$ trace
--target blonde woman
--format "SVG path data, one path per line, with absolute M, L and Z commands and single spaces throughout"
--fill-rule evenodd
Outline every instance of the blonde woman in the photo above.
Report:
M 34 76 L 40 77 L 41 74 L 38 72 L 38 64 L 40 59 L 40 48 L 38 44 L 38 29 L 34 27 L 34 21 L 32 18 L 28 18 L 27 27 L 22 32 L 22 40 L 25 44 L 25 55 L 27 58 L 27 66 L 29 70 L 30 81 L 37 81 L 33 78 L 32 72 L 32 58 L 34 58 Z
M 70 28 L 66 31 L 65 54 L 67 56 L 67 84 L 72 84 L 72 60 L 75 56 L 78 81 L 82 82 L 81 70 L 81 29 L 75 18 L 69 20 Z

Exercise objective — Convert the records above into a two-column CSV with the header input,output. Give one row per record, with its text under input and its answer under output, each in a single quoted field with line breaks replaced by spaces.

Result below —
input,output
"$ trace --target blonde woman --format ""SVG path data, one path per line, with absolute M, L and Z commands and single spaces throughout"" --fill-rule evenodd Outline every instance of the blonde woman in the photo above. Report:","M 34 76 L 40 77 L 41 74 L 38 72 L 38 64 L 40 59 L 40 48 L 38 44 L 38 29 L 34 27 L 34 21 L 32 18 L 28 18 L 27 27 L 22 32 L 22 40 L 25 44 L 25 55 L 27 58 L 27 66 L 29 70 L 30 81 L 37 81 L 33 78 L 32 72 L 32 58 L 34 58 Z M 70 28 L 66 31 L 65 54 L 67 56 L 67 84 L 72 84 L 72 60 L 75 56 L 78 81 L 82 82 L 81 70 L 81 29 L 75 18 L 69 20 Z"